### Exercises
A – Can you return the whole VF to C2 thread, word for word?
B – Which lines in the rows contain the string "trace"? Report each of them in full.

### Selected passage
------------------------------------------------------------

# VF to C2



## GINCH (Sep 26, 2000)

This question is for anyone that originally had a VF Supercharger kit on their VR6 and switched to C2? I currently have a stage 3 VF and am thinking of switching to C2. I emailed Chris and he mentioned I need to do the following things:
-30# injecotrs
-2.75" pulley
-C2 OBDII 30# eprom
-C2 95 mm maf housing
I'm wondering if anyone else has made the switch?
I was super happy with my VF stage 1 but after sitching to stage 3 i'm not happy with the driveability of the kit (idle, cel, backfiring etc)
I've heard nothing but positive things about C2 and their software and am wondering if its worth it to spend some money and give the C2 stuff a try.
What are your thoughts???








Cheers
Derek


----------



## hogis (Jan 23, 2005)

*Re: VF to C2 (GINCH)*

I got the reply that they didn't have a solution unless I relocate the MAF to before the charger.. Which I thought it allready was


----------



## GINCH (Sep 26, 2000)

*Re: VF to C2 (hogis)*

The Maf is before the charger with VF so all is good according to C2!
Anyone else have any thoughts?
Derek


----------



## turbo mike (Dec 8, 2005)

*Re: VF to C2 (GINCH)*

derek - contact slc92 on here. thought he has a corrado, he may be able to help you out.
after seeing your bay, it makes me want to intercool my setup even sooner http://****************.com/smile/emthup.gif


----------



## Dubbed_Monk (Feb 18, 2004)

*Re: VF to C2 (-THROTTLE-)*

Looks like the only thing you would need to convert to the c2 software would be the chip and the maf housing.

------------------------------------------------------------

### Available data
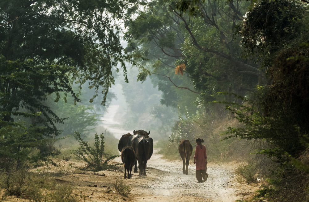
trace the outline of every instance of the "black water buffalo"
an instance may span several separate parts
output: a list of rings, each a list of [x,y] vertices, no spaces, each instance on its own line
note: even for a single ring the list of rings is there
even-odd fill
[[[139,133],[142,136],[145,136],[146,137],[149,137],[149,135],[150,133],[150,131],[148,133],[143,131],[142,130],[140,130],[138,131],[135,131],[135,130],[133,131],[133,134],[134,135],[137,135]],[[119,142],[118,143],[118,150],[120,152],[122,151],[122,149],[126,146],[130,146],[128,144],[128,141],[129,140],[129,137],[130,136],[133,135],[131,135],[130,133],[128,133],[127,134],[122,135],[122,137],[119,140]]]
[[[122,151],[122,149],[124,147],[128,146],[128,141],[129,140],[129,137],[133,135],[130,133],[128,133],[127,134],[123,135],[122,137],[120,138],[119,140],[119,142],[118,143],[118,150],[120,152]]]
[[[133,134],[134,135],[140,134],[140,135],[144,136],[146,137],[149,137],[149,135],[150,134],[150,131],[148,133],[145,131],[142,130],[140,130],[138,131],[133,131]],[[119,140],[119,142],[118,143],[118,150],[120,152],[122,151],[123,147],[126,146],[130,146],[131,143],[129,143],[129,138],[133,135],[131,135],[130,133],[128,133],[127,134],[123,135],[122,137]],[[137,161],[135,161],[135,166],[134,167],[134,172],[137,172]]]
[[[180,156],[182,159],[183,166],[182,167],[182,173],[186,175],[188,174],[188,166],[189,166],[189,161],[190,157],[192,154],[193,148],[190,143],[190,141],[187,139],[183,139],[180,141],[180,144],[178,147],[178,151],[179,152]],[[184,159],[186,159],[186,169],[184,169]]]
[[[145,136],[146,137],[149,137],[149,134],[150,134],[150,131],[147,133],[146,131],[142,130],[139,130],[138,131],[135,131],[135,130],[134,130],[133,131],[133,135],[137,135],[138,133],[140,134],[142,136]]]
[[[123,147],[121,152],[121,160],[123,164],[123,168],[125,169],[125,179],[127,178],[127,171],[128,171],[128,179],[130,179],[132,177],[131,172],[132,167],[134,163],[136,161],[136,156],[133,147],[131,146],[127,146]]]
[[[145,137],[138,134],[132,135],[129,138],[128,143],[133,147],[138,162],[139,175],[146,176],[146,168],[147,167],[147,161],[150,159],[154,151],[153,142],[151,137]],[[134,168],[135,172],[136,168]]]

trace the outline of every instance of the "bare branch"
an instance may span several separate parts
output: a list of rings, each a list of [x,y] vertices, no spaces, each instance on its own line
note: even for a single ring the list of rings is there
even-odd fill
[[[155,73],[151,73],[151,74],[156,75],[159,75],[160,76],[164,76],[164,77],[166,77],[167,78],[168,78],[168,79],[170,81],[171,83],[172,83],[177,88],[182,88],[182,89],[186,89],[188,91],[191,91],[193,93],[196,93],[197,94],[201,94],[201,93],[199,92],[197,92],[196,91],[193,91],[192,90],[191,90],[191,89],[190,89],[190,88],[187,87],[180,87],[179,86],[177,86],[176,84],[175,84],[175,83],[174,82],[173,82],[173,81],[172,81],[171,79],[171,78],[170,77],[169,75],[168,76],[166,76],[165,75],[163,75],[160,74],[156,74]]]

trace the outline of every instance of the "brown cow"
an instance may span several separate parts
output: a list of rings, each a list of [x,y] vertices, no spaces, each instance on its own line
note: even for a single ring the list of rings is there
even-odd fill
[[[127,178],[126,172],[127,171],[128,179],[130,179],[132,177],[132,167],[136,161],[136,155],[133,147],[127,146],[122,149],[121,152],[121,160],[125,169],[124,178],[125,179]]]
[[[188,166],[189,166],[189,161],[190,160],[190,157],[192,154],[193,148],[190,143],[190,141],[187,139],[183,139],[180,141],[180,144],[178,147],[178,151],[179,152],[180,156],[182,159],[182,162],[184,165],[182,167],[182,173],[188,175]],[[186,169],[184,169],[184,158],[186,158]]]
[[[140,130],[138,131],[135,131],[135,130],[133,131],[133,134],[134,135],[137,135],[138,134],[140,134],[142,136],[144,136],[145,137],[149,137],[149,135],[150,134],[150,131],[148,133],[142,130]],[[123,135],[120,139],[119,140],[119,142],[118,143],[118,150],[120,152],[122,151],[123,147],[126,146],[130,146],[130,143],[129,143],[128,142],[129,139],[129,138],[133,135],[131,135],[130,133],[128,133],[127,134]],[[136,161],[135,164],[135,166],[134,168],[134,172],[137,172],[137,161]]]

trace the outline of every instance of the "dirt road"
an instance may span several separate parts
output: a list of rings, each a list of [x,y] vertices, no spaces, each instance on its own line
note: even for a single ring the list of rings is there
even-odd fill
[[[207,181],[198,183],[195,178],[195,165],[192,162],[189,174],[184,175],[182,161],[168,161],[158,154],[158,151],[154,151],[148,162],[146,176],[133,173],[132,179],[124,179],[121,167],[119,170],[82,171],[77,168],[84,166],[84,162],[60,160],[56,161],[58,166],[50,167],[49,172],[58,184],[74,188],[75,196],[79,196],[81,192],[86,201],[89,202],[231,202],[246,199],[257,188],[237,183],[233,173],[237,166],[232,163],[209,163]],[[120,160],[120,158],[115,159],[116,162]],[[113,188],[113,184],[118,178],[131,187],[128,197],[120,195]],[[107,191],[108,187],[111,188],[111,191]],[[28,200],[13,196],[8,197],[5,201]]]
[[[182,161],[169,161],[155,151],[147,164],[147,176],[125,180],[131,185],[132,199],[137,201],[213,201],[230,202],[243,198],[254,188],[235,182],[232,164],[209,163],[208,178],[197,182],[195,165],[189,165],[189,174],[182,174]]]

------------------------------------------------------------

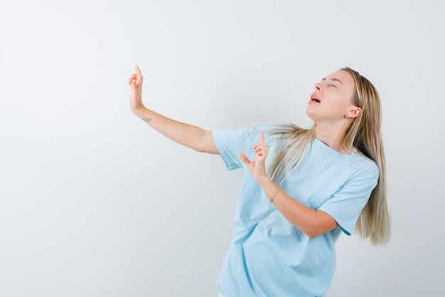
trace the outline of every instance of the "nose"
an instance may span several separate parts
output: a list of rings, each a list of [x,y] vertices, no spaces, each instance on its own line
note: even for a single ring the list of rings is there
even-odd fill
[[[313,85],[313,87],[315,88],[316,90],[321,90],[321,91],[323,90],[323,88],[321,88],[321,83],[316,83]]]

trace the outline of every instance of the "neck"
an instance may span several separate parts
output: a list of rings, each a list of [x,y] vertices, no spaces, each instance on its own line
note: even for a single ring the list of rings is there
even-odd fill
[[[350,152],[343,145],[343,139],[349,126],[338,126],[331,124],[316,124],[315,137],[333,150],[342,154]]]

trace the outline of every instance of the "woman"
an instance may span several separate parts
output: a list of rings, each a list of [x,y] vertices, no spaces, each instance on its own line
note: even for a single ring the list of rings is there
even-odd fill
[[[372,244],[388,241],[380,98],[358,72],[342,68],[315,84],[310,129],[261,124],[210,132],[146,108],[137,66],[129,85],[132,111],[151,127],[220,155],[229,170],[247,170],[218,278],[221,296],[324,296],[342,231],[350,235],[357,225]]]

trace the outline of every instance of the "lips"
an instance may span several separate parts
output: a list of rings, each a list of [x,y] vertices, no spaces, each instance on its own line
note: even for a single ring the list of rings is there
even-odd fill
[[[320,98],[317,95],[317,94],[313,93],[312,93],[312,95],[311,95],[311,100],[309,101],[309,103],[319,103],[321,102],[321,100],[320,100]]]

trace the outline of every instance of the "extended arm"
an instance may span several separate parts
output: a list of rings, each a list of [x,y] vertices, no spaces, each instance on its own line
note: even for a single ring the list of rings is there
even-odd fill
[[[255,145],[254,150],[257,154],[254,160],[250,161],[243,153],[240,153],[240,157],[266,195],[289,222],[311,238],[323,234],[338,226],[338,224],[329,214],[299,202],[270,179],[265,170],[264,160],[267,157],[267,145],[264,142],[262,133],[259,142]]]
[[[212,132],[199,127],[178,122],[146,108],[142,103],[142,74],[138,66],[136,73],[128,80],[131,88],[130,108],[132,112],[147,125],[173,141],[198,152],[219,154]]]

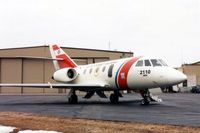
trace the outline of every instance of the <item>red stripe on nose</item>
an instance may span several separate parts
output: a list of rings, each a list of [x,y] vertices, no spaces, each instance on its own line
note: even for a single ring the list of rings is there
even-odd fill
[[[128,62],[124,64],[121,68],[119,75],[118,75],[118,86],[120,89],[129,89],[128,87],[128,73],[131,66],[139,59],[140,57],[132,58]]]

------------------------------------------------------------

### Final answers
A –
# VF to C2



## GINCH (Sep 26, 2000)

This question is for anyone that originally had a VF Supercharger kit on their VR6 and switched to C2? I currently have a stage 3 VF and am thinking of switching to C2. I emailed Chris and he mentioned I need to do the following things:
-30# injecotrs
-2.75" pulley
-C2 OBDII 30# eprom
-C2 95 mm maf housing
I'm wondering if anyone else has made the switch?
I was super happy with my VF stage 1 but after sitching to stage 3 i'm not happy with the driveability of the kit (idle, cel, backfiring etc)
I've heard nothing but positive things about C2 and their software and am wondering if its worth it to spend some money and give the C2 stuff a try.
What are your thoughts???








Cheers
Derek


----------



## hogis (Jan 23, 2005)

*Re: VF to C2 (GINCH)*

I got the reply that they didn't have a solution unless I relocate the MAF to before the charger.. Which I thought it allready was


----------



## GINCH (Sep 26, 2000)

*Re: VF to C2 (hogis)*

The Maf is before the charger with VF so all is good according to C2!
Anyone else have any thoughts?
Derek


----------



## turbo mike (Dec 8, 2005)

*Re: VF to C2 (GINCH)*

derek - contact slc92 on here. thought he has a corrado, he may be able to help you out.
after seeing your bay, it makes me want to intercool my setup even sooner http://****************.com/smile/emthup.gif


----------



## Dubbed_Monk (Feb 18, 2004)

*Re: VF to C2 (-THROTTLE-)*

Looks like the only thing you would need to convert to the c2 software would be the chip and the maf housing.

B –
trace the outline of every instance of the "black water buffalo"
trace the outline of every instance of the "bare branch"
trace the outline of every instance of the "brown cow"
trace the outline of every instance of the "dirt road"
trace the outline of every instance of the "nose"
trace the outline of every instance of the "neck"
trace the outline of every instance of the "woman"
trace the outline of every instance of the "lips"
trace the outline of every instance of the "extended arm"
trace the outline of every instance of the <item>red stripe on nose</item>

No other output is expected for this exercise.